PROBLEM TO WORK ON: Give back the listing underneath, unchanged and complete.

DATA FOR THE TASK:

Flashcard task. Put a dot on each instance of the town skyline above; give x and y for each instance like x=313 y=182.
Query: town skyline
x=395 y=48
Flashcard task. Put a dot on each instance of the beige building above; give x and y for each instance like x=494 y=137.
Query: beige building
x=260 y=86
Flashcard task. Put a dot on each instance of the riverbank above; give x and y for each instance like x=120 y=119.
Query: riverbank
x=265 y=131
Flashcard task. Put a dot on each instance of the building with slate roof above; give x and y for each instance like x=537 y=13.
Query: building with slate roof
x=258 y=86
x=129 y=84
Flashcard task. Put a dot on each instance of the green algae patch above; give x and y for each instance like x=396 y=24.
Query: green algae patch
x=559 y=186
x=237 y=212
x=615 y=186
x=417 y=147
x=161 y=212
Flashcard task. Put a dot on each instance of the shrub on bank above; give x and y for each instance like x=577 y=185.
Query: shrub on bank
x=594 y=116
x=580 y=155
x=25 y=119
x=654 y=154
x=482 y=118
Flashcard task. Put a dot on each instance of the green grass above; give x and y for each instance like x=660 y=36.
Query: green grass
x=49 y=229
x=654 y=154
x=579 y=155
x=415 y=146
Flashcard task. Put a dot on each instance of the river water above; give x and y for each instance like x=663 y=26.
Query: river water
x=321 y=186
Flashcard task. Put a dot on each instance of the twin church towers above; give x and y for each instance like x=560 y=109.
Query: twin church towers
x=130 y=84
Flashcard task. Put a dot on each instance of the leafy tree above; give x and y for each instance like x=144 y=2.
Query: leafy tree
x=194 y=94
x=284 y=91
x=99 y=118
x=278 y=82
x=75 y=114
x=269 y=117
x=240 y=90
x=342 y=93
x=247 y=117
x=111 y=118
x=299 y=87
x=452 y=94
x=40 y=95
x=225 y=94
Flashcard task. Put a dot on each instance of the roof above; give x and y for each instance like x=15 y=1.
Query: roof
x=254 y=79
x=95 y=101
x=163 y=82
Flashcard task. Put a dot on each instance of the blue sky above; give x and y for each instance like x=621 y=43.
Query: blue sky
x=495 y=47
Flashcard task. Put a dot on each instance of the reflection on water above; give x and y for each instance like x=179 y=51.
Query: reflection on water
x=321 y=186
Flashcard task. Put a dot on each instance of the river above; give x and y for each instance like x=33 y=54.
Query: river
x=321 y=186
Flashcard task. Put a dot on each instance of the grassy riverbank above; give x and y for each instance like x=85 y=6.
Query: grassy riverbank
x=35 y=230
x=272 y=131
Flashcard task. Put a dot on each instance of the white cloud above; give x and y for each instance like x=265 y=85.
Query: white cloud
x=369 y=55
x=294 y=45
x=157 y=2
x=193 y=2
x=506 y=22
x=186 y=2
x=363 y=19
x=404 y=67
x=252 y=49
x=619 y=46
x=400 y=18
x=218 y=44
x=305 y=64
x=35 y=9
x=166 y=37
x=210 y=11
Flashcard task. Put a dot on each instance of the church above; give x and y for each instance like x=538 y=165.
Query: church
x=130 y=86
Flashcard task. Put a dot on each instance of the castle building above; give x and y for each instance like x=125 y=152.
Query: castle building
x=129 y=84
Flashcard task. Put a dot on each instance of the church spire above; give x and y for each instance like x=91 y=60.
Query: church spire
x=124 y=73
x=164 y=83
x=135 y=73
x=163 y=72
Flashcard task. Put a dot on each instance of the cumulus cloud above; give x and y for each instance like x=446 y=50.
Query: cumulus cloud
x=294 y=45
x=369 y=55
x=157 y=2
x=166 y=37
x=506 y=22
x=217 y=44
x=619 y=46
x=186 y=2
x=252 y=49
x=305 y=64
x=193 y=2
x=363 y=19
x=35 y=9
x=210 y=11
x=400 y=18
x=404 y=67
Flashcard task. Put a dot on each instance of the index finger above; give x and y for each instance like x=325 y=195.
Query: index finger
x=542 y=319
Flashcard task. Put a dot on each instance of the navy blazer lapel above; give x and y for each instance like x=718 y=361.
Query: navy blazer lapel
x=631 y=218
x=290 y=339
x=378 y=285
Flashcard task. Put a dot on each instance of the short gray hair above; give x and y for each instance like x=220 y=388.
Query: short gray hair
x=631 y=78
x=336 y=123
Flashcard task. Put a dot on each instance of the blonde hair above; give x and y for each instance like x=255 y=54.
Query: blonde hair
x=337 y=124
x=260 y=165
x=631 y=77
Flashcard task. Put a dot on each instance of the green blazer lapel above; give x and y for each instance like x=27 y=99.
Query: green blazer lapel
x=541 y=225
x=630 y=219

ANSWER TO THIS TASK:
Flashcard task. Put a dot on each instance of the town skyline above; give x and y for each instance like x=313 y=182.
Query: town skyline
x=395 y=48
Flashcard task. Put a dot on each instance of the beige building above; give x and y for each instance like x=494 y=137.
Query: beige building
x=260 y=86
Flashcard task. Put a dot on each instance of the riverbank above; give x and y for each instance like x=120 y=119.
Query: riverbank
x=265 y=131
Flashcard task. Put a dot on each instance of the building with slate roof above; give x and y for each instance like x=537 y=13.
Query: building with slate roof
x=258 y=86
x=129 y=84
Flashcard task. Put a dot on each instance of the green algae patch above; give x and y for each instance like x=396 y=24.
Query: green algae patch
x=559 y=186
x=237 y=212
x=615 y=186
x=417 y=147
x=161 y=212
Flashcard task. Put a dot on each instance of the shrub on bank above; give x and y for each instance like x=577 y=185.
Query: shrub on bank
x=594 y=116
x=580 y=155
x=25 y=119
x=654 y=154
x=482 y=118
Flashcard task. Put a dot on each instance of the green grass above; give x and y for each instance like x=660 y=36.
Query: green grass
x=49 y=229
x=654 y=154
x=579 y=155
x=415 y=146
Flashcard task. Put a dot on each instance of the river water above; give x and y for each instance like x=663 y=26.
Query: river water
x=321 y=186
Flashcard task. Put a dot on each instance of the twin church towers above; give x and y for each instance like x=560 y=109.
Query: twin church towers
x=130 y=84
Flashcard task. Put a dot on each instance of the leafy tree above; give x and y for each instance like x=144 y=2.
Query: leafy tree
x=194 y=94
x=284 y=91
x=99 y=118
x=278 y=82
x=75 y=114
x=269 y=117
x=240 y=90
x=342 y=93
x=247 y=117
x=111 y=118
x=299 y=87
x=452 y=94
x=40 y=95
x=225 y=94
Flashcard task. Put a dot on each instance of the roof above; give x and y for each instance like x=15 y=1.
Query: roof
x=254 y=79
x=95 y=101
x=163 y=82
Flashcard task. Put a dot on each instance of the blue sky above; give x and y for each instance like x=621 y=43.
Query: blue sky
x=495 y=47
Flashcard task. Put a dot on each instance of the reflection on water above; give x and y for each instance like x=179 y=51.
Query: reflection on water
x=321 y=186
Flashcard task. Put a dot on each instance of the river above; give x and y for each instance like x=33 y=54.
Query: river
x=321 y=186
Flashcard task. Put a dot on each instance of the grassy riverbank above; give x and y for each instance like x=85 y=6.
Query: grassy riverbank
x=35 y=230
x=272 y=131
Flashcard task. Put a dot on each instance of the white cloud above; give x and y for each instance like x=265 y=85.
Query: white cloud
x=369 y=55
x=294 y=45
x=157 y=2
x=193 y=2
x=506 y=22
x=186 y=2
x=363 y=19
x=404 y=67
x=252 y=49
x=619 y=46
x=400 y=18
x=218 y=44
x=305 y=64
x=35 y=9
x=166 y=37
x=210 y=11
Flashcard task. Put a dot on each instance of the church above; give x and y for each instance like x=538 y=165.
Query: church
x=130 y=86
Flashcard task. Put a dot on each instance of the castle building above; give x and y for each instance like x=125 y=152.
Query: castle building
x=129 y=84
Flashcard task. Put a dot on each instance of the church spire above; give x and y for each instance like x=91 y=60.
Query: church spire
x=124 y=73
x=164 y=83
x=135 y=73
x=163 y=72
Flashcard task. Put a dot on each instance of the cumulus cloud above; give x and y for each instance like x=446 y=50.
Query: cumulus cloud
x=294 y=45
x=369 y=55
x=157 y=2
x=166 y=37
x=506 y=22
x=217 y=44
x=619 y=46
x=186 y=2
x=252 y=49
x=305 y=64
x=193 y=2
x=363 y=19
x=35 y=9
x=210 y=11
x=400 y=18
x=404 y=67
Flashcard task. Put a dot on each instance of the index finger above; give x and y for each instance like x=325 y=195.
Query: index finger
x=542 y=319
Flashcard task. Put a dot on each instance of the navy blazer lapel above; give x and y for each instance like x=718 y=361.
Query: navy blazer lapel
x=631 y=218
x=290 y=339
x=378 y=285
Flashcard task. Put a dot on each instance of the short gray hair above; give x and y for each instance like x=220 y=388.
Query: short gray hair
x=631 y=78
x=336 y=123
Flashcard task. Put a dot on each instance of the blonde hair above; give x and y for each instance like x=255 y=54.
Query: blonde hair
x=337 y=124
x=260 y=165
x=631 y=77
Flashcard task. Put a dot on each instance of the green blazer lapel above; give x and y for each instance like x=27 y=99.
Query: green blazer lapel
x=541 y=225
x=630 y=219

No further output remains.